* **Required task 1**: Return the part of the passage on transubstantiation below, word for word, from "He makes no" up to and including "whenever they pleased.".

* **Selected extract**:
But we have now almost come to the height of superstition, with respect to this rite. Paschasius Radbert, a monk of Corbie, in France, was the first, we think, boldly to assert one of the most absurd doctrines
ever believed; and yet one, that came afterwards to be very generally received, we mean the doctrine of transubstantiation. Transubstantiation is the change of bread and wine into the real body and blood of Christ. The believers in this doctrine contended, that the bread and wine were changed by the priest's prayer into the body and blood of Christ; the very same body which was born of Mary, crucified upon the cross, and raised from the dead. The priests did not attempt to prove this so much from reason, as from the testimony of ghosts and apparations, which they alleged they had seen. One priest alleged, that he saw the bread become Christ in his full form, as a babe; that he clasped him to his bosom, and afterwards beheld him in the form of bread again. When this doctrine was first advanced, it met with much opposition. Nearly two centuries passed away, before it could with propriety be called the doctrine of the majority. But, as soon as the papal priests saw, that the doctrine was received by the multitude, and that it gave people a reverence for those who could change bread and wine into the actual body and blood of Jesus, they began generally to advocate it; and pope Innocent the Third, at the Council of Lateran, in 1215, by a decree, made it an article of faith. In this age of the world, it is hard to believe, that people were ever so infatuated. Many, we have no doubt, sincerely believed the delusion; and the papal clergy were well enough pleased with it; for they loved to be exalted in the people's estimation, even if it were at the expense of reason and truth. The reader of ecclesiastical history cannot but be astonished at the daring impiety of some of the clergy who believed this doctrine. They seemed intoxicated with a love of the power they thought they possessed. One of them spoke in this way; "On our altars, Jesus Christ obeys all the world. He obeys the priest, let him be where he will, at every hour, at his simple word. They carry him whither they please. He goes into the mouth of the wicked, as well as the righteous.
He makes no resistance, he does not hesitate one moment." And it is said, some of the priests boasted, that they had even more power than Mary, the mother of Jesus ; because they could create their Creator whenever they pleased.

* **Exercise input**:

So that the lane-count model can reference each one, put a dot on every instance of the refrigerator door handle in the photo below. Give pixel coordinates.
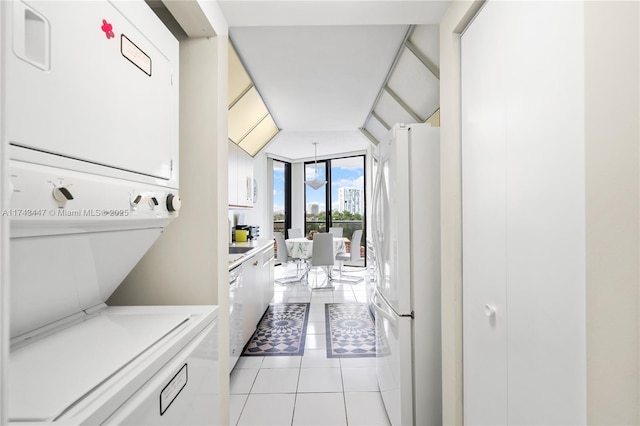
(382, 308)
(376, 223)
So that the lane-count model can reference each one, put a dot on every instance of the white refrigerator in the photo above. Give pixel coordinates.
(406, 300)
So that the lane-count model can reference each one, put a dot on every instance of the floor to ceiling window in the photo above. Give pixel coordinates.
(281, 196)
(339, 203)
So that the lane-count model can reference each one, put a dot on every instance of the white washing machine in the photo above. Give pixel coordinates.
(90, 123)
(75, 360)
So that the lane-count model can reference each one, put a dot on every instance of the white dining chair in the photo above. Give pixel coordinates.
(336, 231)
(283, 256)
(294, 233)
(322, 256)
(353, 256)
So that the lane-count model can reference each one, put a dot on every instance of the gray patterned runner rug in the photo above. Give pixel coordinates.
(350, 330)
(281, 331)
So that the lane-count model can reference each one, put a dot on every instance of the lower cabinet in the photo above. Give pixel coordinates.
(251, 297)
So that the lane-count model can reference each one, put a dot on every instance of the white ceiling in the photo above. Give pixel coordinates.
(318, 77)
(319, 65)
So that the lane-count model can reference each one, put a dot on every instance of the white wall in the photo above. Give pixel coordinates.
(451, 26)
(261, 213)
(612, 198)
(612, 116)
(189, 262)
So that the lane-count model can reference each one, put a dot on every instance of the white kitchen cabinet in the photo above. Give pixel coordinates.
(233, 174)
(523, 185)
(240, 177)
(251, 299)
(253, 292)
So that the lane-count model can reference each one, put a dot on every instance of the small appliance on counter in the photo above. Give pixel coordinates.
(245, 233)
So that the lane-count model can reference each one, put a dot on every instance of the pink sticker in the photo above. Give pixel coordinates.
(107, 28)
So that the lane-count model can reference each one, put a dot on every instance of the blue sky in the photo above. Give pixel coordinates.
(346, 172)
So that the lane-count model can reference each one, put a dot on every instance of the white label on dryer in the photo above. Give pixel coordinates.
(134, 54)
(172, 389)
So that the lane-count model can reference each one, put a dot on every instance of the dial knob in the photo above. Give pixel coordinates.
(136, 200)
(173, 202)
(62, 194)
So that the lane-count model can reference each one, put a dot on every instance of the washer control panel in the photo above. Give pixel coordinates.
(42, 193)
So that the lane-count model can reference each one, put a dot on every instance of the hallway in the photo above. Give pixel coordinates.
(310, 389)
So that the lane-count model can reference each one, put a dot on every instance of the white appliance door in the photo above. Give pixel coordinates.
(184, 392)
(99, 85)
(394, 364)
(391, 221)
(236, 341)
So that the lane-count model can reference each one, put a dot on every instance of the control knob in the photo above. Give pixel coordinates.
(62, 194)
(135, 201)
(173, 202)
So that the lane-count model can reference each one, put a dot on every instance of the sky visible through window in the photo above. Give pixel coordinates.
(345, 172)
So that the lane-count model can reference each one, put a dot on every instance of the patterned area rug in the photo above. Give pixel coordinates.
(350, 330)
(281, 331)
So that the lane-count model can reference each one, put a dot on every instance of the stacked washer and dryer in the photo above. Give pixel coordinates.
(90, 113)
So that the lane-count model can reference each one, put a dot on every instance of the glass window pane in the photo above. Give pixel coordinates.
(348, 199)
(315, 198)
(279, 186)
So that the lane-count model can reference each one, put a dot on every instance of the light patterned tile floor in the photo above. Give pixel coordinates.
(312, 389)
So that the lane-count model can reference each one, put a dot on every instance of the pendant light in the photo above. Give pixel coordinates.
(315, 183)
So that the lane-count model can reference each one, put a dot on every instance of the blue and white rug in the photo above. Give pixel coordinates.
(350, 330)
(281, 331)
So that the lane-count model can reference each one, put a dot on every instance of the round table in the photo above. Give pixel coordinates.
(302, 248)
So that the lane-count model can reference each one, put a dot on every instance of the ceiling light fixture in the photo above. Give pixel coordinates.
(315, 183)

* **Required task 2**: Retype the lines of the records above, without any change, from the line with "floor in the photo above. Give pixel coordinates." up to and including the last line of the records.

* **Exercise solution 1**:
He makes no resistance, he does not hesitate one moment." And it is said, some of the priests boasted, that they had even more power than Mary, the mother of Jesus ; because they could create their Creator whenever they pleased.

* **Exercise solution 2**:
So that the lane-count model can reference each one, put a dot on every instance of the light patterned tile floor in the photo above. Give pixel coordinates.
(312, 389)
So that the lane-count model can reference each one, put a dot on every instance of the pendant light in the photo above. Give pixel coordinates.
(315, 183)
So that the lane-count model can reference each one, put a dot on every instance of the blue and white rug in the photo above. Give pixel coordinates.
(350, 330)
(281, 331)
So that the lane-count model can reference each one, put a dot on every instance of the round table in the photo above. Give pixel coordinates.
(302, 248)
So that the lane-count model can reference each one, put a dot on every instance of the ceiling light fixture in the photo above. Give pixel coordinates.
(315, 183)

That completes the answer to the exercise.